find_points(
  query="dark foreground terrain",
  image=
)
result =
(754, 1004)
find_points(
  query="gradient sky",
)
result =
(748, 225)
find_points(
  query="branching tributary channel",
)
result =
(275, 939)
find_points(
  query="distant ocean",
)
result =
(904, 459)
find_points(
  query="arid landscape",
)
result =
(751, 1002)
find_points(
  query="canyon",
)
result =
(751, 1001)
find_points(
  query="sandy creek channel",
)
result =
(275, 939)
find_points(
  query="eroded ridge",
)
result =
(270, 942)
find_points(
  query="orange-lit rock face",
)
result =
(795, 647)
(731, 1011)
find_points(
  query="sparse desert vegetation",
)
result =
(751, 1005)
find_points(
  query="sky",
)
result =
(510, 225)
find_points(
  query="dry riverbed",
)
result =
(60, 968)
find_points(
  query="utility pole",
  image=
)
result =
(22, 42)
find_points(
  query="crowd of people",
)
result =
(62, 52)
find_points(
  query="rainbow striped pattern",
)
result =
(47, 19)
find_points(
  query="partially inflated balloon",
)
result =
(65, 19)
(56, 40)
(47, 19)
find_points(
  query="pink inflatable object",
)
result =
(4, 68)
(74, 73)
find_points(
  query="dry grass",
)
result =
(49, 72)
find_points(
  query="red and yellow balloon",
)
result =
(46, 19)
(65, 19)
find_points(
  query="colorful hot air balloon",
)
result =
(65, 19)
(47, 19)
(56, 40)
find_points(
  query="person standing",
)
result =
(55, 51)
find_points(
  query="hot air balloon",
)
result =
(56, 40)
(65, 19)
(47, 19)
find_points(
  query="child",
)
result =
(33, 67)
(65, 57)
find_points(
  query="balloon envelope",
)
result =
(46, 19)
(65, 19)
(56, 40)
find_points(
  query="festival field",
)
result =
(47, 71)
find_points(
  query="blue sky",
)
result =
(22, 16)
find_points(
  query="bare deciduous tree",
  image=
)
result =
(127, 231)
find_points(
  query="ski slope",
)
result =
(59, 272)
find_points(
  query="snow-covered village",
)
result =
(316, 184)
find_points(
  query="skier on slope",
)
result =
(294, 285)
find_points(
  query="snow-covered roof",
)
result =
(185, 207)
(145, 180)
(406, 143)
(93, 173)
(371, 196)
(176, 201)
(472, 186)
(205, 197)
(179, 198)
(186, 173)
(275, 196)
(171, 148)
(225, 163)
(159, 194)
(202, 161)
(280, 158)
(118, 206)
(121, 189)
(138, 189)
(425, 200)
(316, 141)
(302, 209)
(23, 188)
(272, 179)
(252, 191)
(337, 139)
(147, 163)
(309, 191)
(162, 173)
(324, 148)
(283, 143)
-- -- --
Every line containing the word "covered" should be copied from the material.

• [Output of the task]
  query="snow-covered village",
  query="snow-covered roof",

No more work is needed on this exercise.